> WORK TO COMPLETE:
Your task is to write out the complete listing exactly as it is shown.

> EXTRACTED INFORMATION:
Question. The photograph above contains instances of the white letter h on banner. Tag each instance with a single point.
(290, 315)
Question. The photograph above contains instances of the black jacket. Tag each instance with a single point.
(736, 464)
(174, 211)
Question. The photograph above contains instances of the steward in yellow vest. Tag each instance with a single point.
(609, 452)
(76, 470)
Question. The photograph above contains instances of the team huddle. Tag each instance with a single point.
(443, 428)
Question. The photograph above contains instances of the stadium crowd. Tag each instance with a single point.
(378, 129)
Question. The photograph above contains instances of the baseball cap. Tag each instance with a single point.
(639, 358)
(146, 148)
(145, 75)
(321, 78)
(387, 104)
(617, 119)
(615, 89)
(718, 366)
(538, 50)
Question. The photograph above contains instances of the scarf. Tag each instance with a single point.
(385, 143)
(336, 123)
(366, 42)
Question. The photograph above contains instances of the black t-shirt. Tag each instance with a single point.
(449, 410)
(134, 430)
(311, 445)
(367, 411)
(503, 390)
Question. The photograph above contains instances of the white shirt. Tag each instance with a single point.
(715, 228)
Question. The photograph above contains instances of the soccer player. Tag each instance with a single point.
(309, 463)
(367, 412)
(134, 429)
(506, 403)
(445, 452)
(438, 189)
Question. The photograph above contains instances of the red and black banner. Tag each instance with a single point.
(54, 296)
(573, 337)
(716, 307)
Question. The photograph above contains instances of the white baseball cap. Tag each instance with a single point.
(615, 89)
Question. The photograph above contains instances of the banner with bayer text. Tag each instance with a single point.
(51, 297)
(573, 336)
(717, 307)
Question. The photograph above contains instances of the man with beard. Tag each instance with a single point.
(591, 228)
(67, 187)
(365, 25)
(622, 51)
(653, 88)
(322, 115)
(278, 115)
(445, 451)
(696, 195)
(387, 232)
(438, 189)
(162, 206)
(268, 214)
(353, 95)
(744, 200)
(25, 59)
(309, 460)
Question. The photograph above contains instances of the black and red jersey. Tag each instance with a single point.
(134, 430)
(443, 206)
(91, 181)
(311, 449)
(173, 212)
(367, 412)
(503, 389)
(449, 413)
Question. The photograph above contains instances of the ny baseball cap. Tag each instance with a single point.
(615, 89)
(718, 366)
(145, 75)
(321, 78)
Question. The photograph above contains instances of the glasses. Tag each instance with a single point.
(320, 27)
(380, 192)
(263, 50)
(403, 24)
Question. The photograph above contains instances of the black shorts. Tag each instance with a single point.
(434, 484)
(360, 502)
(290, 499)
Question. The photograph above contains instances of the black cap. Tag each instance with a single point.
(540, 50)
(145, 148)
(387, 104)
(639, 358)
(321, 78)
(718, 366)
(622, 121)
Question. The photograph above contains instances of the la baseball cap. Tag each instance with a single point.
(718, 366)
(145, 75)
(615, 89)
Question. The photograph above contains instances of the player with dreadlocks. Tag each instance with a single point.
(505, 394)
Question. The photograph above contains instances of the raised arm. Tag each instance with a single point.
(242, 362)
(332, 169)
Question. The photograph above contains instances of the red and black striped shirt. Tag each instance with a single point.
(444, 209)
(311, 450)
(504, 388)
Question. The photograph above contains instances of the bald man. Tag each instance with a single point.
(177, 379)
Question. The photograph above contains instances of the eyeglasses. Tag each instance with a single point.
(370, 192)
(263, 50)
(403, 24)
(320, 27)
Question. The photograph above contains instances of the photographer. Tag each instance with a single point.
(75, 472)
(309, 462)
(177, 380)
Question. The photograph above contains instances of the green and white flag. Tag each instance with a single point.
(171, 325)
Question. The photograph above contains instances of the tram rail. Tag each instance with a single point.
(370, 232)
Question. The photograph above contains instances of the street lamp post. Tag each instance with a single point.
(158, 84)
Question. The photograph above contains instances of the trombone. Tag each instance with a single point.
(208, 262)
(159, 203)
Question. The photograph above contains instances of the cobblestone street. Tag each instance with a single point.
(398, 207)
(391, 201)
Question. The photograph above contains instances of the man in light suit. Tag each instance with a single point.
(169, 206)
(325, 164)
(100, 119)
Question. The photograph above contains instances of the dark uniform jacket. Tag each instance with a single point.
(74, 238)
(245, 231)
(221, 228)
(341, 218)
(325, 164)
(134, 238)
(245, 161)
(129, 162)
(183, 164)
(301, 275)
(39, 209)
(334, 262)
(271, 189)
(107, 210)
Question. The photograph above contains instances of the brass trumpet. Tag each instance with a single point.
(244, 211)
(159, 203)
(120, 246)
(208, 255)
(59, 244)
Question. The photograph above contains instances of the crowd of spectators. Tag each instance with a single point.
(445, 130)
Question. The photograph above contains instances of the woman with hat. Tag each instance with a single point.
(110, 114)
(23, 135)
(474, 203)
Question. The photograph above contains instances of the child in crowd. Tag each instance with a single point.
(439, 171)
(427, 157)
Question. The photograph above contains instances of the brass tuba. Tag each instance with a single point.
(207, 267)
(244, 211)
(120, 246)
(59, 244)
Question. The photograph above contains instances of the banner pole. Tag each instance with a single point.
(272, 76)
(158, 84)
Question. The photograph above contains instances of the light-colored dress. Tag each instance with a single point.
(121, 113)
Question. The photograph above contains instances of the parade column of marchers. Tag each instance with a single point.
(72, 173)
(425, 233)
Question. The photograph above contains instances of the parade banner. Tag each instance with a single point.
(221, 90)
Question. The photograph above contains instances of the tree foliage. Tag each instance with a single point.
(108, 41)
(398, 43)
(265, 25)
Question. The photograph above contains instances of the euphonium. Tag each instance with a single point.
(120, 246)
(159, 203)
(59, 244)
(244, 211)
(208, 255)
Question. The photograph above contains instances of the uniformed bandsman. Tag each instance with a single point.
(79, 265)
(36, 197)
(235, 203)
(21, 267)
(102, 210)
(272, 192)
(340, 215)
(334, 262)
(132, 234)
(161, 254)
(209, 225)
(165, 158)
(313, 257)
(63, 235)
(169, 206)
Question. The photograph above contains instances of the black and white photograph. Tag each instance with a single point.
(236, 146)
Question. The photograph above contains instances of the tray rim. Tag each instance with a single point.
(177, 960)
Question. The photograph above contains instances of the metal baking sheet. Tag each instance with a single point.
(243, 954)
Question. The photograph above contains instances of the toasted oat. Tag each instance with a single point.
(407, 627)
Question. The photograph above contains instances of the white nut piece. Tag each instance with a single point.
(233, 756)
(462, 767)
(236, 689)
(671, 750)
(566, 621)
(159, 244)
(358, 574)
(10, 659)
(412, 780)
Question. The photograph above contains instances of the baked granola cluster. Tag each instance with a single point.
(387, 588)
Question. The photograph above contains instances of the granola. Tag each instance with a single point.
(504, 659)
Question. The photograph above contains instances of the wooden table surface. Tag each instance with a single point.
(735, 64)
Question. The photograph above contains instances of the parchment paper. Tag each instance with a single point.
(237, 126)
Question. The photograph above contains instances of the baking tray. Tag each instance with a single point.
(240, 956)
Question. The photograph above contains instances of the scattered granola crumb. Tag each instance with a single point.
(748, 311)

> COMPLETED TASK:
Question. The photograph above contains instances of the white letter h on banner. Tag each instance with a single point.
(290, 315)
Question. The photograph above contains instances of the black jacket. Tag each instance with a single point.
(736, 464)
(174, 211)
Question. The photograph above contains instances of the steward in yellow vest. Tag each instance with a single point.
(609, 452)
(76, 470)
Question. The photograph above contains instances of the team huddle. Tag each instance with a single point.
(443, 428)
Question. The photograph above contains instances of the stadium crowd. Tag each instance with a single point.
(378, 129)
Question. The photograph above contains instances of the baseball cap. Tag each instance with a single point.
(639, 358)
(146, 148)
(145, 75)
(321, 78)
(387, 104)
(617, 119)
(615, 89)
(718, 366)
(538, 50)
Question. The photograph above contains instances of the scarf. Tag each instance with a single point.
(385, 143)
(336, 123)
(366, 42)
Question. The photograph above contains instances of the black t-shirt. Tag each instance with a single point.
(449, 410)
(134, 430)
(311, 445)
(367, 411)
(503, 390)
Question. The photograph above contains instances of the white shirt. Tag each instance with a single point.
(715, 228)
Question. The photograph above contains instances of the soccer player. Tag each instance with a single point.
(309, 463)
(367, 412)
(134, 429)
(506, 403)
(445, 452)
(438, 189)
Question. The photograph above contains instances of the red and black banner. Tag each instance with a single point.
(54, 296)
(573, 337)
(716, 307)
Question. The photograph above contains instances of the white baseball cap. Tag each instance with a single point.
(615, 89)
Question. The photograph above contains instances of the banner with bayer text. Tag each instance with a single point.
(51, 297)
(573, 336)
(717, 307)
Question. The photograph above contains instances of the man with beard. Tag each instance with a single point.
(591, 228)
(67, 187)
(365, 25)
(622, 51)
(653, 88)
(322, 115)
(278, 115)
(445, 451)
(696, 195)
(387, 232)
(438, 189)
(162, 206)
(268, 214)
(353, 95)
(744, 200)
(25, 59)
(309, 460)
Question. The photograph above contains instances of the black and red jersey. Tag each instance with a single point.
(134, 430)
(443, 206)
(91, 181)
(311, 449)
(173, 212)
(367, 412)
(503, 389)
(449, 413)
Question. The photograph above contains instances of the ny baseball cap. Tag each instance with a single point.
(615, 89)
(718, 366)
(145, 75)
(321, 78)
Question. The photograph above contains instances of the glasses. Tag each instance with a single point.
(320, 27)
(380, 192)
(263, 50)
(403, 24)
Question. The photograph above contains instances of the black shorts. Tag each instance with a single point.
(434, 484)
(360, 502)
(290, 499)
Question. The photograph above contains instances of the black cap. Tag each instance with a single point.
(540, 50)
(145, 148)
(387, 104)
(639, 358)
(321, 78)
(718, 366)
(622, 121)
Question. The photograph above contains instances of the la baseball cap. Tag each instance with a single point.
(718, 366)
(145, 75)
(615, 89)
Question. The photograph above contains instances of the player with dreadlocks. Tag each instance with a single point.
(505, 394)
Question. The photograph above contains instances of the raised arm. Tag each instance with a single point.
(242, 362)
(332, 169)
Question. The photograph above contains instances of the red and black striped shirt. Tag each instance with a single point.
(444, 209)
(311, 450)
(504, 388)
Question. The photograph above contains instances of the bald man. Tag each instance with a single point.
(177, 379)
Question. The photograph above contains instances of the eyeglasses. Tag each instance with a single point.
(370, 192)
(263, 50)
(403, 24)
(320, 27)
Question. The photograph above contains instances of the photographer. Tag each instance with a single point.
(75, 472)
(309, 462)
(177, 380)
Question. The photograph above contains instances of the green and white flag. Tag each instance with a single point.
(171, 325)
Question. The photograph above contains instances of the tram rail. Tag each instance with a single point.
(370, 232)
Question. The photograph above contains instances of the street lamp post. Tag each instance with a single point.
(158, 84)
Question. The photograph above contains instances of the trombone. Tag each instance with a single point.
(208, 262)
(159, 203)
Question. The photograph above contains instances of the cobblestone street. Tag each instance with a single point.
(398, 207)
(391, 201)
Question. The photograph above contains instances of the man in light suit. Tag each instance with a single point.
(169, 206)
(325, 164)
(100, 119)
Question. The photograph above contains instances of the dark uniform jacket. Tag each instance with a single point.
(74, 238)
(245, 231)
(221, 228)
(341, 218)
(325, 164)
(134, 238)
(245, 161)
(129, 162)
(183, 164)
(301, 275)
(39, 209)
(334, 262)
(271, 189)
(107, 210)
Question. The photograph above contains instances of the brass trumpet. Tag each instance with a single point.
(244, 211)
(159, 203)
(120, 246)
(208, 255)
(59, 244)
Question. The photograph above contains instances of the crowd of spectators. Tag each instance with a single point.
(445, 130)
Question. The photograph above contains instances of the woman with hat. Tag each instance with a single point.
(110, 114)
(23, 135)
(474, 203)
Question. The photograph above contains instances of the child in crowd. Tag each instance with a single point.
(439, 171)
(427, 157)
Question. The photograph above contains instances of the brass tuba. Tag each instance with a single point.
(207, 267)
(244, 211)
(120, 246)
(59, 244)
Question. The photograph above contains instances of the banner pole. Tag each instance with a single point.
(272, 76)
(158, 84)
Question. The photograph above contains instances of the light-colored dress. Tag each instance with a single point.
(121, 113)
Question. The photograph above contains instances of the parade column of marchers. Tag each instance with a single point.
(72, 173)
(425, 233)
Question. The photograph above contains instances of the parade banner. Tag each instance with a single point.
(221, 90)
Question. The photograph above contains instances of the tree foliage. Tag each instance with a single point.
(108, 41)
(398, 43)
(265, 25)
Question. The photograph above contains instances of the euphonium. Tag each instance with a single point.
(120, 246)
(159, 203)
(59, 244)
(244, 211)
(208, 255)
Question. The photograph above contains instances of the uniformed bandsman. Tag each instance with a single point.
(79, 265)
(36, 197)
(235, 203)
(21, 267)
(102, 210)
(272, 192)
(340, 215)
(334, 262)
(132, 234)
(161, 254)
(209, 225)
(165, 158)
(313, 257)
(63, 235)
(169, 206)
Question. The photograph above contains instances of the black and white photograph. Tag each instance with a single point.
(236, 146)
Question. The photograph above contains instances of the tray rim. Tag each instance with a single point.
(177, 960)
Question. The photograph above contains instances of the metal baking sheet. Tag each instance with a single point.
(243, 954)
Question. The photograph above contains instances of the toasted oat. Tag each instance with a single point.
(407, 627)
Question. The photograph above contains instances of the white nut piece. Tag each instance with a single point.
(233, 756)
(462, 767)
(236, 689)
(671, 750)
(566, 621)
(159, 244)
(358, 574)
(10, 659)
(412, 780)
Question. The photograph above contains instances of the baked granola cluster. Tag each instance with a single point.
(387, 588)
Question. The photograph above contains instances of the granola. Tag each instance with a single point.
(504, 659)
Question. The photograph above contains instances of the wooden table surface. Tag each instance with a single point.
(735, 64)
Question. The photograph above contains instances of the parchment paper. Tag each instance with a single point.
(237, 126)
Question. The photograph above contains instances of the baking tray. Tag each instance with a single point.
(240, 956)
Question. The photograph above contains instances of the scattered granola crumb. Tag each instance with a single point.
(748, 311)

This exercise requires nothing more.